**やること**
[a] 昇降装置の文章のうち「このような場合には、架台21」から「る昇降装置が求められている。」までの部分を、「架台211」を「台座211」に置き換えて書き直す。
[b] 昇降装置の文章を、最後の文に続けて書き継いでください。

**提供テキスト**
===
このような場合には、架台211上で部品の取付作業を行う際に、部品を架台211まで運ぶための部品昇降装置等が必要となるため、部品の供給が困難となってしまう。また、架台211上での作業に作業遅れが発生した場合の対応が遅くなってしまう。このため、高い位置および低い位置で車両を支持できる昇降装置が求められている。
【0004】
上記のような昇降装置として、特許文献1に開示された昇降装置等がある。特許文献1に開示された昇降装置は、一対の昇降用スプロケット、一対の昇降駆動用噛合チェーン、パンダグラフ機構、および昇降テーブル等を具備する。
一対の昇降用スプロケットは、所定の駆動源により回動し、当該回動によって一対の昇降駆動用噛合チェーンが昇降する。一対の昇降駆動用噛合チェーンは、上昇する際に、互いに噛み合って一体的に上昇する。パンダグラフ機構は、複数のパンダグラフ部材と当該パンダグラフ部材を回動可能に支持する関節部とを備える。昇降テーブルは、一対の昇降駆動用噛合チェーンおよびパンダグラフ機構に連結され、一対の昇降駆動用噛合チェーンの昇降に伴って一体的に昇降する。
【0005】
このような特許文献1に開示された昇降装置では、高い剛性を有するガイド、すなわちパンダグラフ機構によって、昇降ストローク範囲のどの位置においても、作業時に発生する揺れに対する強度を十分に確保している。この場合、高い位置での作業において作業者や部品等(例えば、作業者の移動や動作および部品の搬送経路等)に、パンダグラフ機構が干渉する場合がある。つまり、高い位置での作業が行いにくくなる場合があるため、高い位置における作業効率が低下する可能性がある。
【0006】
作業効率を向上させるという観点から、パンダグラフ機構を除いた構成の昇降装置を用いることが考えられる。この場合、高い位置での作業において作業者や部品等に、パンダグラフ機構が干渉しない。
しかし、一対の昇降駆動用噛合チェーンだけでは、作業時に発生する揺れに対する強度を十分に確保できないため、作業時に車両が揺れてしまう。つまり、作業を行いにくくなるため、作業効率が低下する可能性がある。また、高い位置での作業において、車両の下方で作業を行う作業者に対して、不安を与えてしまう。
【先行技術文献】
【特許文献】
【0007】
【特許文献1】特開2010−1129号公報
【発明の概要】
【発明が解決しようとする課題】
【0008】
本発明は、以上の如き状況を鑑みてなされたものであり、作業効率を向上できる昇降装置を提供するものである。
===
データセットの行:

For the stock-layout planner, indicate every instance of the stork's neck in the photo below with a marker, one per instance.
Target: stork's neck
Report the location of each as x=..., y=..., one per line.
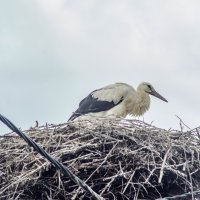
x=142, y=103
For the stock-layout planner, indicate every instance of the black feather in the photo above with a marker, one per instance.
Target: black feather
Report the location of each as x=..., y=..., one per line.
x=92, y=105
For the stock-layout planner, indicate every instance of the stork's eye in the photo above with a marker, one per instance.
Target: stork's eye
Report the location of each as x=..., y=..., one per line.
x=149, y=86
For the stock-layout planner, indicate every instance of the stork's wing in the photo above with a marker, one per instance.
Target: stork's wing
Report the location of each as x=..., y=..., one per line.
x=92, y=104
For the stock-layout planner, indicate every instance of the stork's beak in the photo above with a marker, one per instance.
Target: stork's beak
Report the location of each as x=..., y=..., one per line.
x=156, y=94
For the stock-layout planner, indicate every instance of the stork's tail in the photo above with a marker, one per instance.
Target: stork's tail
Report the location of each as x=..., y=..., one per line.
x=74, y=116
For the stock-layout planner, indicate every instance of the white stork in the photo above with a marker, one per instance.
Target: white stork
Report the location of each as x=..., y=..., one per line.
x=117, y=100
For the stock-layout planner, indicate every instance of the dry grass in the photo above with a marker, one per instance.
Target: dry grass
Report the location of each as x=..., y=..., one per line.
x=117, y=159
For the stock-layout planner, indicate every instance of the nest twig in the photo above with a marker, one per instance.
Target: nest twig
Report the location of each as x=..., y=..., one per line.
x=126, y=159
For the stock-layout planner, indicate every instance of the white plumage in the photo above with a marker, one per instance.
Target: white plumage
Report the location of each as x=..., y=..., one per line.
x=117, y=100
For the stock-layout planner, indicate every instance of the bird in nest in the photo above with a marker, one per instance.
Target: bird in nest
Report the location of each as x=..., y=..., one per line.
x=116, y=100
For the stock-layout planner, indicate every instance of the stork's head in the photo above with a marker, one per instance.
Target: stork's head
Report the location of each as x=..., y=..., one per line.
x=148, y=88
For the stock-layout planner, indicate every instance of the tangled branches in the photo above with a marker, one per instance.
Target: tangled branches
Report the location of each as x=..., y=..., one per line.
x=117, y=159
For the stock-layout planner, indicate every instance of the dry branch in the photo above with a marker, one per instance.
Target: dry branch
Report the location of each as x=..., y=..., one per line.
x=126, y=159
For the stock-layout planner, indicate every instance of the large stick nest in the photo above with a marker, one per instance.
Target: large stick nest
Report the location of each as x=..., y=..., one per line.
x=117, y=159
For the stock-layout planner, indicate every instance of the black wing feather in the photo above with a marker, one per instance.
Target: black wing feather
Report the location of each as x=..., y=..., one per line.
x=92, y=105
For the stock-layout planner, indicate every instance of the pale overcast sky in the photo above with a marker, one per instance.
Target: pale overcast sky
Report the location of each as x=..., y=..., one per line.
x=54, y=52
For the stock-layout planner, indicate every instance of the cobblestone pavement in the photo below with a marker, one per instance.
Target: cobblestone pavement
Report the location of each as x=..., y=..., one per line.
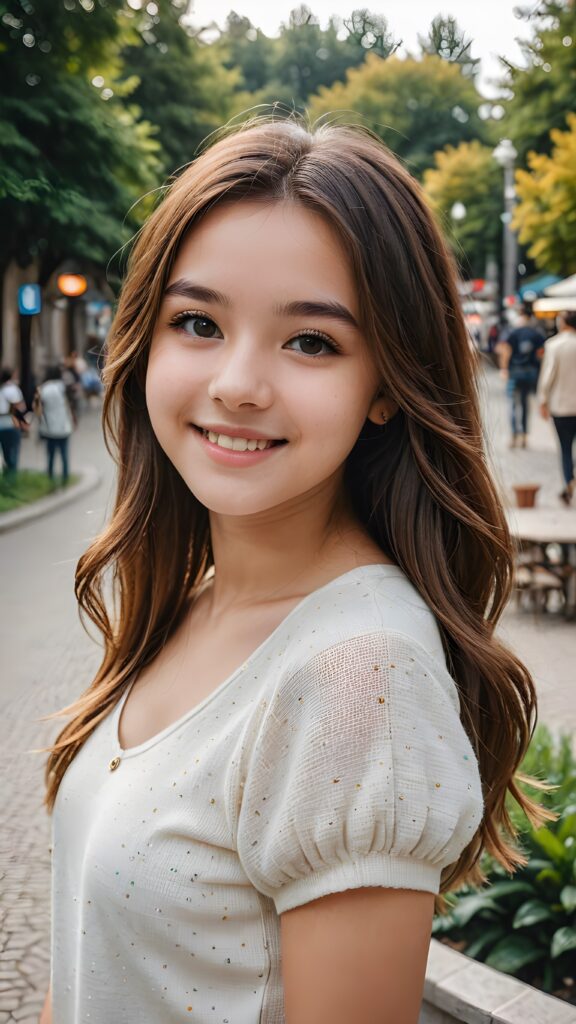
x=62, y=660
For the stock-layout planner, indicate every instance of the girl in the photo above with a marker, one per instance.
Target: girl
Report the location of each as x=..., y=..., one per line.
x=302, y=730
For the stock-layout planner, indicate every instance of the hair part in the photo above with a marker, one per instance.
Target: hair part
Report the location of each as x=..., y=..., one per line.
x=421, y=486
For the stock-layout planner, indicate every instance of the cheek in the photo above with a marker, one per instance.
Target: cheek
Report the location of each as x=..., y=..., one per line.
x=335, y=414
x=166, y=385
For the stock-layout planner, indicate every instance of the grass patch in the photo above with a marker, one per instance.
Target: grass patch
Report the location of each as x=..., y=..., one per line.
x=29, y=485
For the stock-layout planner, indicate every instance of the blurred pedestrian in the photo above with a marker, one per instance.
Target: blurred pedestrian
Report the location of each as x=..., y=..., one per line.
x=520, y=364
x=557, y=393
x=56, y=419
x=73, y=384
x=12, y=421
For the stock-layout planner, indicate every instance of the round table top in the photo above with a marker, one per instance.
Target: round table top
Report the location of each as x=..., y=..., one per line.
x=543, y=525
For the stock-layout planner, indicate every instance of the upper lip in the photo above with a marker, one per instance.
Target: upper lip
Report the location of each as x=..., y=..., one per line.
x=221, y=428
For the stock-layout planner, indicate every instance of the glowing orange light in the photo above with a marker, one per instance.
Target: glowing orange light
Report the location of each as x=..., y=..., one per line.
x=72, y=284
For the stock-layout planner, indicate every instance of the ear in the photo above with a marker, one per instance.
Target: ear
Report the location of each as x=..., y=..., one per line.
x=381, y=410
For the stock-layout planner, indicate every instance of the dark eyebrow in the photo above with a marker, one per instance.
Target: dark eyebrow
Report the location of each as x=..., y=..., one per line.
x=190, y=291
x=326, y=310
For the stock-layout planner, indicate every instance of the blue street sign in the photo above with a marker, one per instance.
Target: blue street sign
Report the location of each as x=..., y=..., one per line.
x=30, y=299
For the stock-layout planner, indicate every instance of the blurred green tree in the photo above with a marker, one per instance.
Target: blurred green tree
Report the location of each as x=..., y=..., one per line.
x=545, y=215
x=447, y=40
x=291, y=67
x=74, y=156
x=541, y=93
x=467, y=174
x=181, y=87
x=416, y=107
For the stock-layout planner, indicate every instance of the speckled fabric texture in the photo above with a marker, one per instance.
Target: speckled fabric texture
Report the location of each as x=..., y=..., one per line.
x=334, y=758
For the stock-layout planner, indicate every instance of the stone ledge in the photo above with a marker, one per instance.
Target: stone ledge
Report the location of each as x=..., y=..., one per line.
x=461, y=990
x=89, y=480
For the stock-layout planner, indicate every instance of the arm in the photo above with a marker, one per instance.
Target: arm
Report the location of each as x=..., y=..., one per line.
x=357, y=955
x=546, y=379
x=46, y=1014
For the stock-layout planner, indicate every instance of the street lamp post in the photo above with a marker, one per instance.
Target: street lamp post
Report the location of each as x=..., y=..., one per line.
x=71, y=285
x=505, y=155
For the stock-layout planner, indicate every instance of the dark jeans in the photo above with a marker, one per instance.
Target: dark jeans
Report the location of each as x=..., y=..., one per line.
x=10, y=443
x=57, y=444
x=566, y=430
x=522, y=383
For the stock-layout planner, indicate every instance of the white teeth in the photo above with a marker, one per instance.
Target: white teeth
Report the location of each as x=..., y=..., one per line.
x=236, y=443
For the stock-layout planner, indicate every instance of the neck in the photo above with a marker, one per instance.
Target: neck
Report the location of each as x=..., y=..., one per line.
x=280, y=553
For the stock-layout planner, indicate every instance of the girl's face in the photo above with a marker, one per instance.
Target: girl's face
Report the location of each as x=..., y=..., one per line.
x=259, y=380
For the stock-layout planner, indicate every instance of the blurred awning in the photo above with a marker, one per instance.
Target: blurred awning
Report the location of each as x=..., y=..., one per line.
x=566, y=287
x=549, y=306
x=532, y=288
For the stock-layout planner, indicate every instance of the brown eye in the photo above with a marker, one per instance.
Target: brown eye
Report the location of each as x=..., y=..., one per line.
x=313, y=344
x=196, y=325
x=201, y=327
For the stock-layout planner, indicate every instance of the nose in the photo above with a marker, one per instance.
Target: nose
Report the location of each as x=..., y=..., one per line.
x=241, y=378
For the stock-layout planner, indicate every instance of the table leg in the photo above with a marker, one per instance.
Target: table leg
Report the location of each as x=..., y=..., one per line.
x=571, y=583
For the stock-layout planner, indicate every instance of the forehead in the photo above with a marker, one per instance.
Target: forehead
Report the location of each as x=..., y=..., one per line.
x=256, y=248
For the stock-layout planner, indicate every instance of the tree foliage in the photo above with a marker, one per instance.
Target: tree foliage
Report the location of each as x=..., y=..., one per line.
x=416, y=107
x=73, y=157
x=181, y=87
x=543, y=91
x=545, y=215
x=447, y=40
x=468, y=174
x=290, y=68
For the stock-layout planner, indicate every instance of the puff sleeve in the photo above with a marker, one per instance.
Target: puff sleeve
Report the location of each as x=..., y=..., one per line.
x=362, y=774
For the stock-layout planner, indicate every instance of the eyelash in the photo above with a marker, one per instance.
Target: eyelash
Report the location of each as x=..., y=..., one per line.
x=179, y=318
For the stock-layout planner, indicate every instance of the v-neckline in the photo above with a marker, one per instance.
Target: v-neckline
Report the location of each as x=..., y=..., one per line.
x=123, y=753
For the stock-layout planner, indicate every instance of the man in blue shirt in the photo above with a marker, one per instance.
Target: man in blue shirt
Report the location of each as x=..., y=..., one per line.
x=520, y=361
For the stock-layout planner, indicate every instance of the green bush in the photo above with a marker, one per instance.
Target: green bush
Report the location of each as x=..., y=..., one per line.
x=28, y=485
x=526, y=925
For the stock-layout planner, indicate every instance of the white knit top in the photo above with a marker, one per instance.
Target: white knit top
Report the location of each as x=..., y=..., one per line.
x=334, y=758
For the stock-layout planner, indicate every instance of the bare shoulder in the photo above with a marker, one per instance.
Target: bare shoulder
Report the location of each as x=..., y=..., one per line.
x=359, y=954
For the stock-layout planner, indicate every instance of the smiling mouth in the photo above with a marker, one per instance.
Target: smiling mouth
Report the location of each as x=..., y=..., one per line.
===
**解答**
[a]
このような場合には、台座211上で部品の取付作業を行う際に、部品を台座211まで運ぶための部品昇降装置等が必要となるため、部品の供給が困難となってしまう。また、台座211上での作業に作業遅れが発生した場合の対応が遅くなってしまう。このため、高い位置および低い位置で車両を支持できる昇降装置が求められている。

[b]
【課題を解決するための手段】
【0009】
請求項1においては、高い位置および低い位置で車両に対して所定の作業を行うときに、前記高い位置および前記低い位置で前記車両を支持する昇降装置であって、基台と、前記車両が載置固定される支持部材と、前記支持部材に連結され、前記支持部材を前記基台に対して近接離間する方向へ昇降するとともに、前記高い位置および前記低い位置で前記車両を保持する昇降手段と、前記昇降手段により前記高い位置で保持される前記車両を支持する第一振れ止め手段と、前記昇降手段により前記低い位置で保持される前記車両を支持する第二振れ止め手段と、を具備し、前記昇降手段と前記第一振れ止め手段と前記第二振れ止め手段とは、前記高い位置および前記低い位置での作業に干渉しない位置に配置されている、ものである。
【0010】
請求項2においては、前記第一振れ止め手段は、一端部が前記基台に回動可能に連結され、前記車両を昇降させるときに回動する下部振れ止めアームと、一端部が前記支持部材に回動可能に連結されるとともに、他端部が前記下部振れ止めアームの他端部に回動可能に連結され、前記車両を昇降させるときに回動する上部振れ止めアームと、前記車両が前記昇降手段により前記高い位置で保持される状態で、前記下部振れ止めアームおよび前記上部振れ止めアームのうち少なくともいずれかを、前記下部振れ止めアームおよび前記上部振れ止めアームの回動方向に対応する方向へ付勢する付勢部材と、を備え、前記下部振れ止めアームおよび前記上部振れ止めアームは、前記基台と前記支持部材との間で突っ張ることにより、前記車両を高い位置で支持し、前記車両を高い位置から下降させるときには、前記付勢部材の付勢力によって突っ張り状態が解除されて、前記車両の下降に追従して移動する、ものである。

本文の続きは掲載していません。